- [REQUIREMENT]:
Copy out, word for word, the stretch of the records from the line containing "of the clear" through the end of the records.

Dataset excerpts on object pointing

## Start

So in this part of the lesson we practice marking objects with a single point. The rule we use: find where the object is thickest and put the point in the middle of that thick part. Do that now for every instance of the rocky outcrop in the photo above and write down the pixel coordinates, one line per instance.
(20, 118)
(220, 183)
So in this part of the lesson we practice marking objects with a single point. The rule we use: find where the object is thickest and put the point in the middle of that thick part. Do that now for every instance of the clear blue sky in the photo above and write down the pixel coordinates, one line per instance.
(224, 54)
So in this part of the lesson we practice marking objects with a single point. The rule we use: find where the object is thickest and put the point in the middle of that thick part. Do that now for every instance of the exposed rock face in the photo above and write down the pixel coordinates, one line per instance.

## End

- [EXERCISE OUTPUT]:
So in this part of the lesson we practice marking objects with a single point. The rule we use: find where the object is thickest and put the point in the middle of that thick part. Do that now for every instance of the clear blue sky in the photo above and write down the pixel coordinates, one line per instance.
(224, 54)
So in this part of the lesson we practice marking objects with a single point. The rule we use: find where the object is thickest and put the point in the middle of that thick part. Do that now for every instance of the exposed rock face in the photo above and write down the pixel coordinates, one line per instance.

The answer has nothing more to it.